- _EXERCISE GOAL_
Line by line, copy the records below exactly and leave the pictures out.

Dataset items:
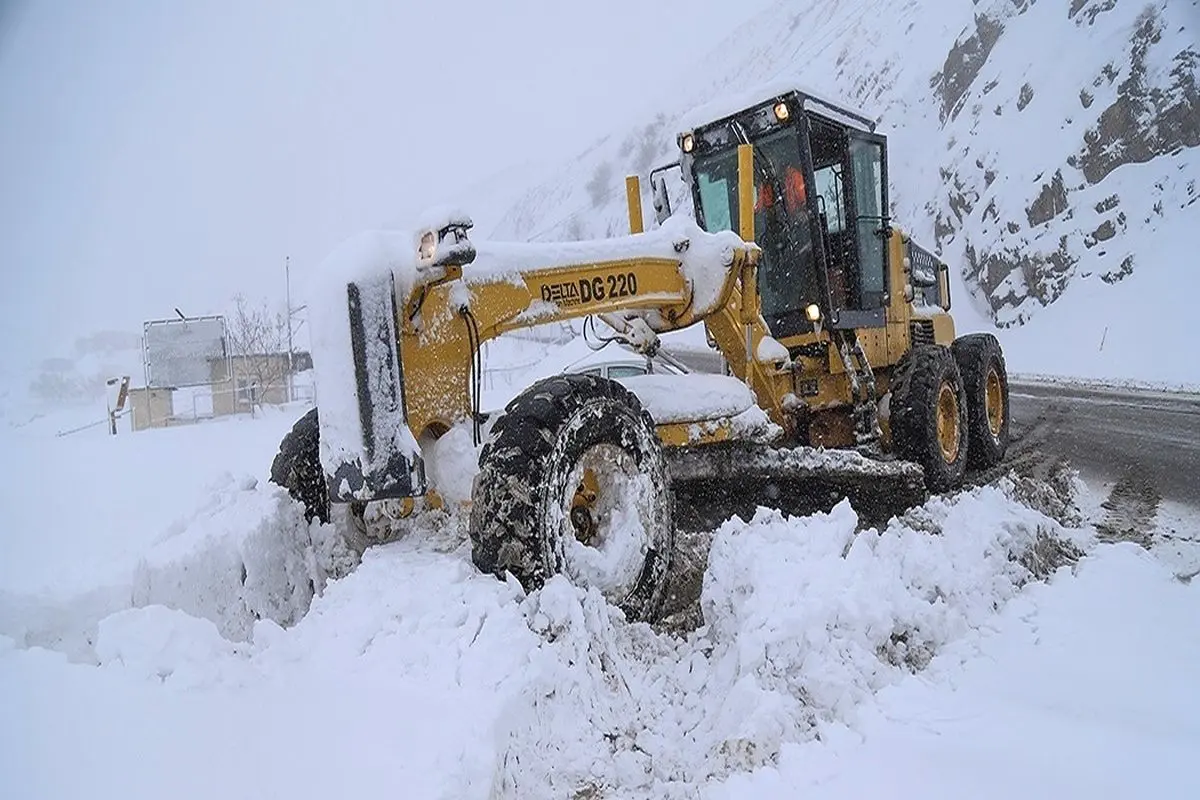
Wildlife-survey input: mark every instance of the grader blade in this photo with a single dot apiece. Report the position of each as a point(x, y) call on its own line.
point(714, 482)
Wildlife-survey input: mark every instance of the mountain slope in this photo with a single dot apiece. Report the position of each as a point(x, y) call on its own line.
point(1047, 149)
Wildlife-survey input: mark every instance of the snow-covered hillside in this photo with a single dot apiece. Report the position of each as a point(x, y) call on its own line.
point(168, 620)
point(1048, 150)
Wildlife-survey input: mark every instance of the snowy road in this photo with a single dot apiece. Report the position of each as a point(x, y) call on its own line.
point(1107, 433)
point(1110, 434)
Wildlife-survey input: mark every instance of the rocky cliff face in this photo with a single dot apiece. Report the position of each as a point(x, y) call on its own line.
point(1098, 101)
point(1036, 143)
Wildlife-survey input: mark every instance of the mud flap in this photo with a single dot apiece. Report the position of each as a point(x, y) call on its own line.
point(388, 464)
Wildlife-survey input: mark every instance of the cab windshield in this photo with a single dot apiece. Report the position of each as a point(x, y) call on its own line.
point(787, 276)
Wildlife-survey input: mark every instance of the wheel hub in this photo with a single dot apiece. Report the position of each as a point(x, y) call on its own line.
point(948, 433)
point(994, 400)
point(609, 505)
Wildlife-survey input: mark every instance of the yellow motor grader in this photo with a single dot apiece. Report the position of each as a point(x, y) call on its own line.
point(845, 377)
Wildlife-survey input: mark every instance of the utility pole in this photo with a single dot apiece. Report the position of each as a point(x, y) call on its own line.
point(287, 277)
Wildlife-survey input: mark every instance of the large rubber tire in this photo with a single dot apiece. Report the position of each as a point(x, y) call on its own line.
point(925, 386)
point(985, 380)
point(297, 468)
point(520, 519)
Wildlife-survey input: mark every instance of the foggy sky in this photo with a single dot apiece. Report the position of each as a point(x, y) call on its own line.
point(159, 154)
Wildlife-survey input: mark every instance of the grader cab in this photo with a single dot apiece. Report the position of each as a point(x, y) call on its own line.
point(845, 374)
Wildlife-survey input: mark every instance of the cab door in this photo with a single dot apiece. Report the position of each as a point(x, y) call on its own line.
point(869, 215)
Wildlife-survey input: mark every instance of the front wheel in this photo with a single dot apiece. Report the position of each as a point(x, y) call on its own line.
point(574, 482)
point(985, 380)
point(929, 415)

- _TASK ANSWER_
Wildlife-survey input: mark every instance of the grader blade in this photo with a single dot apiece. Report the position of each as a point(x, y) call on its own line.
point(714, 482)
Wildlife-survey input: mark every instance of the mountain slope in this photo with a single dot apiece. Report the position of each as a point(x, y) call on its own line.
point(1047, 149)
Wildlife-survey input: mark every instance of the snow-covered hillside in this photo with a single dot apiece. Report the position of each as a point(x, y) call on its own line.
point(168, 620)
point(1048, 150)
Wildlife-survey input: mark every instance of the snowy road in this photo with a single dot apiece. Report the position of each as a point(x, y) call on its own line.
point(1107, 433)
point(1110, 434)
Wildlife-survey input: mark every instance of the rocky cliff face in this photo with a single dot apiece. Report the position of each as a point(x, y) call on its own line.
point(1098, 101)
point(1036, 143)
Wildlife-survey input: mark every instance of the mud flap in this photo with a single dot apiece. Report the position of each as a point(x, y) call on its own line.
point(388, 464)
Wildlife-survey input: mark every instance of the cab windshield in this photo with a single dot apiece. Report the position of each as a point(x, y) call on its own line.
point(787, 276)
Wildlife-survey input: mark every instance of the wheel hub in this photo with a single dot apiece. Report the position of each as a point(x, y) call on its own line.
point(948, 433)
point(994, 400)
point(609, 505)
Wildlife-survey input: mark every instance of the yellow motor grader in this photo with a single dot apiece. Report the position of each as a point(x, y) call on its own line.
point(845, 377)
Wildlife-survey input: mark every instance of the utility pole in this photo with a single dot apiece. Report the position of each as a point(x, y) call on its own line.
point(287, 277)
Wildlife-survey input: mark every instance of the large rubber tire in this photo with a single dot apiece. Report the position of each as a point(x, y) call on its own line.
point(925, 386)
point(985, 380)
point(297, 468)
point(520, 519)
Wildlife-survey input: mark every instance of the foggy sky in this photo with a single dot apiece. Report the position of each as a point(x, y) call on its own line.
point(159, 154)
Wildlife-survey input: mark every instance of the grader cab in this photo with a single dot apiece. Report the position of each as a point(x, y) call on its own line.
point(845, 374)
Wildlife-survey input: mark every instance of the cab door in this photo with a single dot apiece. Report the position of each as a point(x, y) call on its own line.
point(869, 215)
Wildlife-survey input: mark every instance of the front wheel in this photo with a single dot apiece. Report the position of each as a point(x, y) call on its own line.
point(574, 482)
point(985, 380)
point(929, 415)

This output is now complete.